Task description » The records below must be written out exactly, with every picture left behind.

━━━

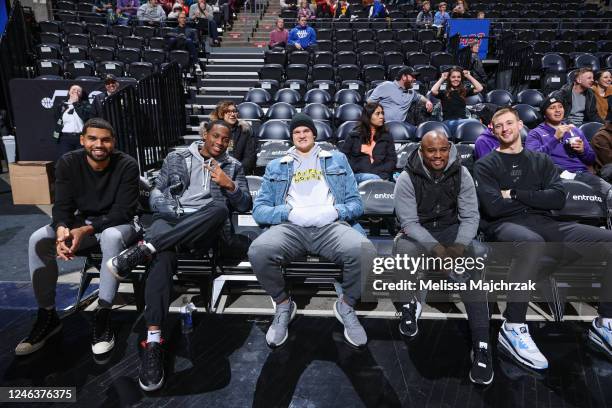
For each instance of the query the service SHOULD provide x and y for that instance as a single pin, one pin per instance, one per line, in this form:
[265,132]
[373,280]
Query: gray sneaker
[353,330]
[278,333]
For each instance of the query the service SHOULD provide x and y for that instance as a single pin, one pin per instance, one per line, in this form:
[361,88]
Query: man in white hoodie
[193,193]
[310,199]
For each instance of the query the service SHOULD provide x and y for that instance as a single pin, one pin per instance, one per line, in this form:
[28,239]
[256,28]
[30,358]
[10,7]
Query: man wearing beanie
[309,198]
[567,146]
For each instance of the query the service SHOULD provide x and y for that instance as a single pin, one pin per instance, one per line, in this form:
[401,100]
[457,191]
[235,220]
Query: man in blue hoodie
[309,198]
[193,193]
[302,37]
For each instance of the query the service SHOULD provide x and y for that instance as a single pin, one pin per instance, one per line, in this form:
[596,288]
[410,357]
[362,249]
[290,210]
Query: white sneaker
[519,344]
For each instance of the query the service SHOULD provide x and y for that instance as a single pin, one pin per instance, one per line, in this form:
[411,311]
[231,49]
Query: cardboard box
[32,182]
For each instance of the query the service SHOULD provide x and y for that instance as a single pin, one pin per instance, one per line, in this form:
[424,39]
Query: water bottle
[186,316]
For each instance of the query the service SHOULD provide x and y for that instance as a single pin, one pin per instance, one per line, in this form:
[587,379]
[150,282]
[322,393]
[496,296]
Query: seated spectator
[151,12]
[309,207]
[453,96]
[302,37]
[567,146]
[70,117]
[126,10]
[578,99]
[304,10]
[243,146]
[96,197]
[111,85]
[435,179]
[278,36]
[185,38]
[398,100]
[369,148]
[378,10]
[343,10]
[194,193]
[425,16]
[441,16]
[602,145]
[203,15]
[603,93]
[517,189]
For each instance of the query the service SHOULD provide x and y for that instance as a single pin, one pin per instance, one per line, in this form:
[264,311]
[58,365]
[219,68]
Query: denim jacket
[271,208]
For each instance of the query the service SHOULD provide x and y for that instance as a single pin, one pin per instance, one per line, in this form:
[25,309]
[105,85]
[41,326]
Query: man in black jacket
[193,193]
[96,195]
[517,188]
[578,99]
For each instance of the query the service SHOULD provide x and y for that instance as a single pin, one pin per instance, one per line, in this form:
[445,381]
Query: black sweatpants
[196,230]
[530,230]
[475,301]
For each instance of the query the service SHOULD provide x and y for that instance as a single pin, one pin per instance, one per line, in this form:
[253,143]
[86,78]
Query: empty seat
[140,70]
[500,97]
[250,111]
[318,111]
[281,110]
[528,114]
[346,112]
[317,95]
[288,95]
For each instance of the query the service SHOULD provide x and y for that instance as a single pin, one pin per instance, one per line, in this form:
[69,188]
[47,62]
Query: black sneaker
[151,375]
[482,365]
[409,320]
[103,339]
[122,264]
[47,324]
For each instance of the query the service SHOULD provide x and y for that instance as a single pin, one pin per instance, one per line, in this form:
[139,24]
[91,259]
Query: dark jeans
[525,233]
[68,142]
[198,230]
[475,301]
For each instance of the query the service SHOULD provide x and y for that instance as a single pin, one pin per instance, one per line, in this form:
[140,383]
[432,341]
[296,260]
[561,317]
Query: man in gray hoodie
[436,204]
[193,194]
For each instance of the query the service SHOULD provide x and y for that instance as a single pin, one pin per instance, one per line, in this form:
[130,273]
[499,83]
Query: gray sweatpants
[42,258]
[337,242]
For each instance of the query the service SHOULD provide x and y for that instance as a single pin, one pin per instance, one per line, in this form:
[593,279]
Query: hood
[415,164]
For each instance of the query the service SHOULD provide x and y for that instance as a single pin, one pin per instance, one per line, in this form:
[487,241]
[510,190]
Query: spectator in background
[453,96]
[278,36]
[603,93]
[203,15]
[602,144]
[302,37]
[369,148]
[70,117]
[126,10]
[378,10]
[578,99]
[425,16]
[185,38]
[151,12]
[304,10]
[343,10]
[243,145]
[111,85]
[397,98]
[567,147]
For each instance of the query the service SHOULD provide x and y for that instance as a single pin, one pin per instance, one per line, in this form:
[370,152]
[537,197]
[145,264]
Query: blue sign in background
[471,29]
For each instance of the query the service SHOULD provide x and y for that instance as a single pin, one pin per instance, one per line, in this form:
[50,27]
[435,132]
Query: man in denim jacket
[309,198]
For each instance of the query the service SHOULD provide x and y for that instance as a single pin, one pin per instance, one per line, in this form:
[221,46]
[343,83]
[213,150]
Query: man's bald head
[435,151]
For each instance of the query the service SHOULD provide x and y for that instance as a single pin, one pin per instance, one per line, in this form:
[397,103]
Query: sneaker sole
[40,344]
[599,343]
[346,337]
[293,313]
[103,346]
[505,346]
[153,387]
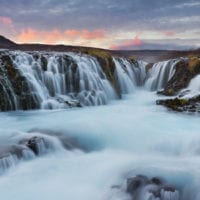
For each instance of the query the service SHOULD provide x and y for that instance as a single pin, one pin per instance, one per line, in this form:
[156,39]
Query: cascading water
[129,75]
[110,143]
[193,88]
[160,74]
[58,79]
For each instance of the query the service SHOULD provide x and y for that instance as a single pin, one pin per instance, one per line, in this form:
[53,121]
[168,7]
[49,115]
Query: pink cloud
[128,43]
[55,36]
[6,21]
[32,35]
[85,34]
[169,33]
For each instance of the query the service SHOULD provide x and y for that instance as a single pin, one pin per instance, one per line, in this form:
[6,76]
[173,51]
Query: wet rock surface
[190,105]
[33,145]
[141,187]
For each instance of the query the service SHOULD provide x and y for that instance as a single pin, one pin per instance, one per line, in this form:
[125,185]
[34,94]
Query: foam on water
[128,137]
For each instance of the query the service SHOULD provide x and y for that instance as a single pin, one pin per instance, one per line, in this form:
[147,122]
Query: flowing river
[122,139]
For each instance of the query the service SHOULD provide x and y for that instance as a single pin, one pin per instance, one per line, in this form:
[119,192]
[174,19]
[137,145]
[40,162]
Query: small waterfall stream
[61,80]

━━━

Answer section »
For each instance of the query the service SHOULD provide x and y for that instance as a single pin, one pin per instance, one per line, in this form:
[265,132]
[373,280]
Query: gray sneaker
[353,330]
[278,333]
For each instance of the query the service SHOULD provide x and y for that instance as a single pin, one pin per instance, one per line, in this form:
[361,88]
Query: man in white hoodie
[193,193]
[310,199]
For each instance of the query the service SHOULD provide x and y for that instance as a single pin, one pin per instance, one per line, in this form:
[28,239]
[256,28]
[30,358]
[10,7]
Query: man wearing beanie
[309,198]
[567,146]
For each instance of the query the service SHOULD provide x and y for that instance as a single pin, one pin per instance, one per line, in this form:
[401,100]
[457,191]
[235,220]
Query: man in blue hoodie
[309,198]
[193,193]
[302,37]
For each instance of the query the service SHOULD provide x and y for that instance as a single pin, one pin per instance, one per line, in this form:
[596,288]
[410,357]
[362,249]
[290,210]
Query: white sneaker
[519,344]
For each instance of the query the service SHOULD provide x and y for that instance as a single pin, one pin per instance, one per line, in this form:
[411,311]
[231,49]
Query: cardboard box
[32,182]
For each instance of the query the service SHOULD provide x and y for that instance as a single pin, one pin per instance, one per line, in this form:
[424,39]
Query: water bottle
[186,316]
For each instance of the query the service SHOULD provide x and y for that instance as a single pin, one pin per instance, one per line, in this form:
[587,379]
[150,282]
[322,393]
[496,296]
Query: seated spectator
[151,12]
[309,207]
[453,96]
[302,37]
[567,146]
[70,117]
[126,10]
[578,99]
[304,10]
[243,146]
[96,197]
[111,85]
[435,179]
[278,36]
[185,38]
[398,100]
[369,148]
[378,10]
[343,10]
[194,193]
[425,16]
[441,16]
[602,145]
[203,15]
[603,93]
[517,189]
For each instance of the query the service SHOULD provide x and y for that instance as a single pin, one pin per instance, one per line, in this form:
[264,311]
[58,365]
[219,68]
Query: denim jacket
[271,208]
For each instance of the query the service SHOULD provide x and y for that instance as a single pin, one pin per instance, one per line, in this form:
[25,309]
[105,85]
[41,326]
Query: man in black jacket
[193,193]
[96,195]
[517,188]
[578,99]
For each instance of the query the service SHOULD provide x and y for that instance as a single pin, one pin per instance, one per line, in this form:
[445,381]
Query: black sweatpants
[196,230]
[530,230]
[475,301]
For each instance of the query the service SHOULD provide x and y for that instance as a single pin, one pin per instance, one per line, in this form:
[253,143]
[86,78]
Query: empty seat
[140,70]
[500,97]
[250,111]
[318,111]
[281,110]
[528,114]
[346,112]
[317,95]
[288,95]
For each instance of the query the service SHOULD provide x and y for that instance as a single pin, one pin per instance, one per line, in this form:
[69,188]
[47,62]
Query: black sneaker
[151,375]
[482,365]
[409,320]
[103,339]
[122,264]
[47,324]
For each instance of the query the service SHOULD provide x and y for that instance as a single pin, one pin per instance, one per line, in this form:
[139,24]
[91,259]
Query: dark jeans
[525,233]
[68,142]
[198,230]
[475,301]
For each instance of the query the service SHOULD provide x and y for that instance as a single pin, one pin per instance, one per line, in this form:
[140,383]
[432,341]
[296,260]
[561,317]
Query: man in gray hoodie
[436,204]
[193,194]
For each instance of the query the service SHOULD provide x and y for that instance as a single pin, one pin per instance, one per line, in this form:
[130,273]
[499,83]
Query: gray sweatpants
[42,258]
[337,242]
For each instance of the query the service SHOULD provide x and y for that instance as a single pin, one pin per instance, one per line, in this form:
[593,279]
Query: hood
[415,164]
For each instance of the query the service SHOULD provide x and y for that instance as a single pin, one pin per instance, one per line, in this form:
[487,241]
[510,190]
Query: spectator in background
[453,96]
[278,36]
[603,93]
[203,15]
[602,144]
[302,37]
[369,148]
[70,117]
[126,10]
[378,10]
[578,99]
[425,16]
[185,38]
[151,12]
[304,10]
[343,10]
[243,145]
[111,85]
[397,98]
[567,147]
For each instance of the query the service SHOULD provide x and y for that instance as a single pin, one pin per instance, one per line, in this form:
[370,152]
[537,197]
[145,264]
Query: blue sign in background
[471,29]
For each instance of the query the service SHOULD provide x and y for that instance as a single pin, one pin per instance, one per line, in this form:
[50,27]
[435,132]
Query: man in denim jacket
[309,198]
For each instance of the query the service SHOULD provide x and y for that instance as a single pin, one pin per instance, one per line, in this form:
[221,46]
[343,83]
[213,150]
Query: man's bald head
[435,151]
For each instance of the query the service SHOULD provide x and y for that instance as a single pin, one pin per instance, one per line, in this form:
[397,103]
Query: sneaker sole
[40,344]
[599,343]
[346,337]
[293,313]
[103,346]
[505,346]
[153,387]
For each instance of the query the service SHOULD provide x and y for that instance as a single pin, one pin per instance, one per line, in this form:
[156,39]
Query: cascading water
[129,75]
[110,143]
[193,88]
[160,74]
[58,79]
For each instance of the query the service SHOULD provide x and y for that instance as a single pin, one pin per instance, one per line, in this form:
[53,121]
[168,7]
[49,115]
Query: pink cloud
[128,43]
[55,36]
[6,21]
[32,35]
[85,34]
[169,33]
For each instance of the query the service SHOULD provide x and y for that instance as a single pin, one pin per instance, one per line, in this form:
[6,76]
[173,51]
Query: wet rock surface
[190,105]
[33,145]
[141,187]
For each instance of the query the service SHOULD provide x and y for that instance as a single pin, one pin per instance, one per line, in this form:
[125,185]
[34,94]
Query: foam on water
[128,137]
For each instance of the query the service SHOULD provide x and y for that instance as a single pin, one pin per instance, one per line, in this form:
[147,122]
Query: flowing river
[122,139]
For each instance of the query the service SHOULD provide x and y for that instance as a single pin, one pin per instance, one per line, in this form:
[119,192]
[174,19]
[137,145]
[40,162]
Query: small waterfall stream
[61,80]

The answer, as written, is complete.